REQUEST 1:
Answer these questions about the post on writing and spontaneity:
(a) Where would the group go if anyone wanted to keep drinking after Wednesday night wine class?
(b) What food did the writer offer to bring over in one of the texts?
(c) Whom did the writer tell "I've never been happier"?

* BEGIN SOURCE TEXT *

It’s gotten harder to write as I’ve gotten older – I was just telling Mum this recently. Especially in the past year, every time that I’ve begun to blog anything, I’ve ended up deleting the draft, either because I decided that nobody cares to hear about the daily ordinary stuff, or because the subject matter of the post had already been tackled by all the truly great Catholic bloggers, and what was I thinking that anything I would have to say on the subject would be at all original?
I don’t see those fears in my eighteen-to-twenty-two-year-old self. I wanted to document everything, not because I thought there was anyone in particular [aside from Mum and Mama] that would bother taking the time to read it, but because I wanted to remember – I wanted to remember that I was happy, and what had made me happy. What it all was, really, was my simple, unaffected documentation of the beautiful and singularly original life that God has given me, to fill with as much joy and purposefulness as I can, by His grace.
Now, where did that Ais go?
Shortly after graduating, I believe I lost my previously mostly-okay balance of order and spontaneity – or rather, of my sense of spontaneity within order. I’ve become overly preoccupied with my calendar – and overly dependent on it. I don’t merely input my work schedule – I input my worship schedule, my hangout schedule – for heavens’ sake! my sleeping schedule!
A year ago, my calendar had my class schedule and precious little else. Daily Mass was a given – not something that I necessarily ever planned to have enough sleep for. Of course there’s a prudence to taking enough time to plan big things that require or desire the presence of many persons. But what truly made my final year-and-a-half of college so beautiful was the spontaneity – within the order. I’ve looked back many times recently and remembered that we used to go to Highland and the St. Clair almost weekly – but what I’ve been forgetting to remember is that those weekly excursions weren’t discussed or planned. If, after SFL meetings, people decided that they needed a break from homework and a night out with friends, we’d hit the Highland. And if anyone was down for an extended period of comfortable inebriation after Wednesday night wine class, we’d run over to the St. Clair. There was no thought of making it a regular sort of thing; it just ended up that way. I’ve also been remembering the very large amount of time that I used to spend at the old Domus Damascus – and I’ve been forgetting to remember that half the fun was the randomness of it. Marty and Andrew used to tease that the texts would go, “Anyone home? Can I come over?” “Sure.” “Okay, thanks; I’m here.” Or, “Hey, Kuya, have you had lunch?” “Nope; I just woke up.” “Okay, I’m bringing Wich Which.”
I was recently lamenting to Mother that I never have time to read anymore, because reading is the sort of thing that I start and then get lost in and then half the day would be gone. And her reply was, “Well. Sometimes it just happens. Let it.” Well, she’s right.
When I told Annie that I’ve never been happier, I did mean it. In this past year, the times that I’ve been truly happy, I’ve felt it more and more keenly. True happiness has steadily become more and more overwhelming in my awareness of its beauty, and my wonder at the moments from which it springs. I thank God for this grace.

* END SOURCE TEXT *
* BEGIN GIVEN DATA *

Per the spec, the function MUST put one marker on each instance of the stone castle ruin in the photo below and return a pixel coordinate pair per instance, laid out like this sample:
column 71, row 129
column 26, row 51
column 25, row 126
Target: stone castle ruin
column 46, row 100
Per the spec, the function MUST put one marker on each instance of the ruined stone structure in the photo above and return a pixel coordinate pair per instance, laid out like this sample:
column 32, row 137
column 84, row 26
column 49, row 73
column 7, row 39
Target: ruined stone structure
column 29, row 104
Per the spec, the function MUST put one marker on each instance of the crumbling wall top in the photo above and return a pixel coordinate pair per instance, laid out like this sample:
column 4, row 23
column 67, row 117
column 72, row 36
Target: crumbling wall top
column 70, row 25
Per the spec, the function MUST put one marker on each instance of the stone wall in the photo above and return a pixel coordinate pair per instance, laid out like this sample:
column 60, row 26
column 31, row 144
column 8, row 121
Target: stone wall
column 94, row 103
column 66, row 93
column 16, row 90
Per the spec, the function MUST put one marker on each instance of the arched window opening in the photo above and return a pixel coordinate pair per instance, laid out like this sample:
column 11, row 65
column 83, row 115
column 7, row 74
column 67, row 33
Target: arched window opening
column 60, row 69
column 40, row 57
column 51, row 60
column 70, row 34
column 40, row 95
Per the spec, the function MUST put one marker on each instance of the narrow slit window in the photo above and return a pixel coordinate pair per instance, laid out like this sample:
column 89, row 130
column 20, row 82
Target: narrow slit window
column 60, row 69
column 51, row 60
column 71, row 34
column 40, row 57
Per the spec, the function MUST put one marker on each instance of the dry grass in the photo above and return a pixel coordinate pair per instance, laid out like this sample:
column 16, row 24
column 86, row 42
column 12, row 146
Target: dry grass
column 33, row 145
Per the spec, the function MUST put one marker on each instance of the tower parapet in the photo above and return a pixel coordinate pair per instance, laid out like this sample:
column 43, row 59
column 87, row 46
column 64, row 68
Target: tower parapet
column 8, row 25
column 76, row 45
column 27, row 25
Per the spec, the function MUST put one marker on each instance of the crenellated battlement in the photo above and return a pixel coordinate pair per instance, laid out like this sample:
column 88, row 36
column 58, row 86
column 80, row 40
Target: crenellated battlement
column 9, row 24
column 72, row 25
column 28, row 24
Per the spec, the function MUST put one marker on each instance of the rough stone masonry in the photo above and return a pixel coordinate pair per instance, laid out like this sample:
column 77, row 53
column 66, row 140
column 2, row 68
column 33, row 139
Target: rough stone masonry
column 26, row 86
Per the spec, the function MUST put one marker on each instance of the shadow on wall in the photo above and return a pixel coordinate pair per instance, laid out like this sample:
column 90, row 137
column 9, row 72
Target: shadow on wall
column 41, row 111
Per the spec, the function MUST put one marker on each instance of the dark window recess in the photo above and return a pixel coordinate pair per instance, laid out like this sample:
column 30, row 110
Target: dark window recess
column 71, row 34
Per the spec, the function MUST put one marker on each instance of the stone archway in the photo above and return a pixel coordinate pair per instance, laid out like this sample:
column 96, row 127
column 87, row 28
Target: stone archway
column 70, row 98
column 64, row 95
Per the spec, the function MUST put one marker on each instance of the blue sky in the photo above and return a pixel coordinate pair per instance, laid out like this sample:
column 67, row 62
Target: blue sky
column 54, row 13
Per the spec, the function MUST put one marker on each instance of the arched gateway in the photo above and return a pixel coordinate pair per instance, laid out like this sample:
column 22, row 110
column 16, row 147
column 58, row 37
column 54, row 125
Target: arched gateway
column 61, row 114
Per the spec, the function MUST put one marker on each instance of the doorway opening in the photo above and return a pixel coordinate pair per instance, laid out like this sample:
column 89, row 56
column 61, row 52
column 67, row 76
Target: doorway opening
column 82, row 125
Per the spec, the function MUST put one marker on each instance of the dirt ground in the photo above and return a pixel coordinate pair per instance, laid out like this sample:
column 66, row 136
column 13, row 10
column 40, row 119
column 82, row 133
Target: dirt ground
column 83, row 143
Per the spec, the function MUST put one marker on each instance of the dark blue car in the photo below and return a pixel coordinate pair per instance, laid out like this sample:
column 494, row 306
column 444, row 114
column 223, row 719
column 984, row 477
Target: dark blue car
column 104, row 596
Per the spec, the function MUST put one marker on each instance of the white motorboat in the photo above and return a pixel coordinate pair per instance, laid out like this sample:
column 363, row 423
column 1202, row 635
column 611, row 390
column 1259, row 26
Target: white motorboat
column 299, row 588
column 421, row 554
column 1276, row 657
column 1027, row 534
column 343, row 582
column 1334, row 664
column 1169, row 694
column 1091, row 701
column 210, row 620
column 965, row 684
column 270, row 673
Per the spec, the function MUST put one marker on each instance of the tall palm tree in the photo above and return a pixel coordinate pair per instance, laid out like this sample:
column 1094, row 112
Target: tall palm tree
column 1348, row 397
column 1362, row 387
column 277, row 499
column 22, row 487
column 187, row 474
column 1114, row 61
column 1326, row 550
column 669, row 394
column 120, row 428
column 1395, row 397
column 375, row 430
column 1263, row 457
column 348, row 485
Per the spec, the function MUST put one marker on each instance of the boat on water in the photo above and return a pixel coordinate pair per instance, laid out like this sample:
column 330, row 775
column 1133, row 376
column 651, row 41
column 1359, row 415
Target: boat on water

* END GIVEN DATA *

REQUEST 2:
Copy out the rows of the data file, from the one containing "of the dirt" down to the last row, keeping every character unchanged.

FULL RESPONSE 1:
(a) The St. Clair.
(b) Wich Which.
(c) Annie.

FULL RESPONSE 2:
Per the spec, the function MUST put one marker on each instance of the dirt ground in the photo above and return a pixel coordinate pair per instance, laid out like this sample:
column 66, row 136
column 13, row 10
column 40, row 119
column 82, row 133
Target: dirt ground
column 83, row 143
Per the spec, the function MUST put one marker on each instance of the dark blue car in the photo below and return a pixel coordinate pair per instance, laid out like this sample:
column 494, row 306
column 444, row 114
column 223, row 719
column 984, row 477
Target: dark blue car
column 104, row 596
Per the spec, the function MUST put one marker on each instance of the white motorboat in the photo above and return a pixel coordinate pair per instance, laid out like this sample:
column 363, row 423
column 1202, row 635
column 611, row 390
column 1259, row 26
Target: white motorboat
column 299, row 588
column 421, row 554
column 1276, row 657
column 1027, row 534
column 343, row 582
column 1334, row 664
column 1169, row 694
column 1091, row 701
column 210, row 620
column 965, row 684
column 270, row 673
Per the spec, the function MUST put one marker on each instance of the tall palm tree in the photo above and return a pixel coordinate pair per instance, laid out like this sample:
column 1094, row 112
Target: tall palm tree
column 1348, row 397
column 1362, row 387
column 277, row 499
column 22, row 487
column 187, row 474
column 1114, row 61
column 1326, row 550
column 669, row 394
column 120, row 428
column 1395, row 397
column 375, row 430
column 1263, row 457
column 348, row 485
Per the spec, the function MUST put one marker on each instance of the boat on water in the photo above and return a pixel coordinate pair per instance, laid out like this sample:
column 330, row 775
column 1133, row 376
column 651, row 41
column 1359, row 415
Target: boat on water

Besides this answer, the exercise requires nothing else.